I’m sure the fact that I am usually listening to George Harrison’s album “All Things Must Pass” on my ipod enhances the enchantment. When I first started these walks I would listen to other music, but the juxtaposition was often too unpleasant: the whining of the Buzzcocks, the melodrama of Puccini, the anger of the Sex Pistols, the sensuality of Sade, the ostentation of Debussy, the levity of The Beach Boys all seemed wrong. Harrison just seemed to fit, so his songs combined with the magic of the forest cast a perfect spell.
As the silent echoes of ancient ancestors happily greet me in the breeze and remind me that not all of the wonders of the world can be seen:
“What I feel I can’t say…I can feel you here…
There comes a time when most of us return here
Brought back by our desire to be more perfect entities
And living through a million years of trying”
As regret and melancholy start to insinuate themselves into my thoughts:
“Beware of sadness…
That is not what you are here for”
As a Great White Egret rejoices in the miracle of flight:
“Give me love
Give me life
Give me peace on earth”

● Action item A:
Which album does the writer of the forest-walk passage usually listen to on these walks?
● Action item B:
Retype the stretch of the forest-walk passage from "I’m sure the" through "a perfect spell.".

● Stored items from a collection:
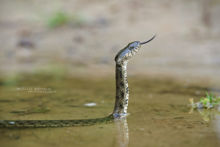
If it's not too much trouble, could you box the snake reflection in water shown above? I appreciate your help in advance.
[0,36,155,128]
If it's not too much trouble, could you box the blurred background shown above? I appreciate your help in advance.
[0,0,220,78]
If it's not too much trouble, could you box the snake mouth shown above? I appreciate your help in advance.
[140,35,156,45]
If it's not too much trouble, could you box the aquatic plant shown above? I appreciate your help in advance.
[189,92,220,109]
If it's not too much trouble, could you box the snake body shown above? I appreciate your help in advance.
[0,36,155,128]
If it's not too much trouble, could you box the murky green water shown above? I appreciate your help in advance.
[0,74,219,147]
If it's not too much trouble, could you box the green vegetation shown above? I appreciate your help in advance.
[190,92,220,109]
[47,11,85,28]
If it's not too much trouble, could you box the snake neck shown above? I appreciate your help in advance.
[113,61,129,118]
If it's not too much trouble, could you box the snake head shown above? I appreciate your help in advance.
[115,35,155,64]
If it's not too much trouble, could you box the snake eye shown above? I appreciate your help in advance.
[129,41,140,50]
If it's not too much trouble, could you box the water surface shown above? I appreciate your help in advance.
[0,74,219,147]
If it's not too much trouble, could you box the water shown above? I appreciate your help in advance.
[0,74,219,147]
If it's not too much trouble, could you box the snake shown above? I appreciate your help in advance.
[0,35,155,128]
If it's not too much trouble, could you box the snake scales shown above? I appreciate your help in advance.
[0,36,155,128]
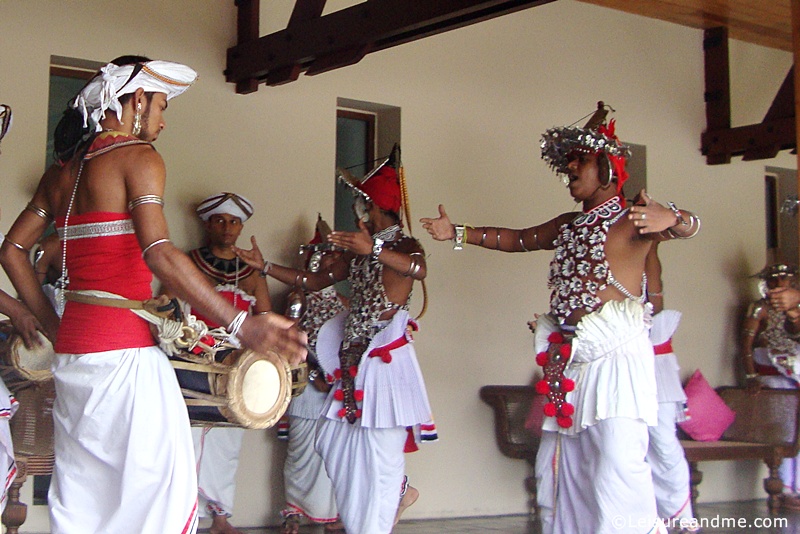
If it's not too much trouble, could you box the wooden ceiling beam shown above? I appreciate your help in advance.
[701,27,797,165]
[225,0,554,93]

---

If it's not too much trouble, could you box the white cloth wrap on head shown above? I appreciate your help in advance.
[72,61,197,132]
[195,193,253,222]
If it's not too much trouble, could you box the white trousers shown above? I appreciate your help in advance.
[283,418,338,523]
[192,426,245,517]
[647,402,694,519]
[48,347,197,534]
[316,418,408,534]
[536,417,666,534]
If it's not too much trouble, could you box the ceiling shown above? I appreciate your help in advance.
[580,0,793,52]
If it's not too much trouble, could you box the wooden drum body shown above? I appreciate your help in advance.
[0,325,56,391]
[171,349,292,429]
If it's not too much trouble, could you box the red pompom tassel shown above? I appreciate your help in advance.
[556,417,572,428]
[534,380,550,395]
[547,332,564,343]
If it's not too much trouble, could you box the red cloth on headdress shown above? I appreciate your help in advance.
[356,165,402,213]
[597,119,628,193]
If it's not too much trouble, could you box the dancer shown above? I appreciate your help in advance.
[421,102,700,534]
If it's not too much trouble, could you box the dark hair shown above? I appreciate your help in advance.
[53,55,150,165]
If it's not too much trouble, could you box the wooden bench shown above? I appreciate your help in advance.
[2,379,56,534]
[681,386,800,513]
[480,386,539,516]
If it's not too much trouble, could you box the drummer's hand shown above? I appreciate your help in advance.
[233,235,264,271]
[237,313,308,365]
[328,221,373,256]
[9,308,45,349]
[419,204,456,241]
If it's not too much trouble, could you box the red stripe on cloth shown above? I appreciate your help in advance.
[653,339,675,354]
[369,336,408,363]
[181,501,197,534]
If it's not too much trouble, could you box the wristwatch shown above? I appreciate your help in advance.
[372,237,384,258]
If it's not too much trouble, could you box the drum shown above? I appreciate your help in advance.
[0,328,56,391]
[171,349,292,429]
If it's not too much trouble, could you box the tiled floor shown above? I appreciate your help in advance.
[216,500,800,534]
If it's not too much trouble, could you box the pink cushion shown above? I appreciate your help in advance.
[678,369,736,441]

---

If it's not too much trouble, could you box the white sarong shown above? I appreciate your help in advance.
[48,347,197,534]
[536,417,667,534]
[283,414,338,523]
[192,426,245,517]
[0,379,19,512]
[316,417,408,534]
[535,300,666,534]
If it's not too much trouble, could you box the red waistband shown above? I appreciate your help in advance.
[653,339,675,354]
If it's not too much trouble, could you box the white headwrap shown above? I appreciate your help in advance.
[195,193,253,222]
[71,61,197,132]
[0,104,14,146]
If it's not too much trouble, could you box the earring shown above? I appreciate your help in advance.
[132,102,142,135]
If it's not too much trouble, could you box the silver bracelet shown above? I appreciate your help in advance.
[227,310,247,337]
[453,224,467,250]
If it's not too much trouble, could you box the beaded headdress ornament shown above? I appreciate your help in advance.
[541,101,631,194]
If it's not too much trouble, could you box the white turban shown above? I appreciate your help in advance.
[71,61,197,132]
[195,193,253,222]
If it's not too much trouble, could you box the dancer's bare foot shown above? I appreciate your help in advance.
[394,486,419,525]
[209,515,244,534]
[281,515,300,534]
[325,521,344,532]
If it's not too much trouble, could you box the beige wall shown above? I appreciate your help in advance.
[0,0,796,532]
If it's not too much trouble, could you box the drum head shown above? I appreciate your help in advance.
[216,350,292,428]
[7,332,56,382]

● Answer space A:
George Harrison's album "All Things Must Pass"

● Answer space B:
I’m sure the fact that I am usually listening to George Harrison’s album “All Things Must Pass” on my ipod enhances the enchantment. When I first started these walks I would listen to other music, but the juxtaposition was often too unpleasant: the whining of the Buzzcocks, the melodrama of Puccini, the anger of the Sex Pistols, the sensuality of Sade, the ostentation of Debussy, the levity of The Beach Boys all seemed wrong. Harrison just seemed to fit, so his songs combined with the magic of the forest cast a perfect spell.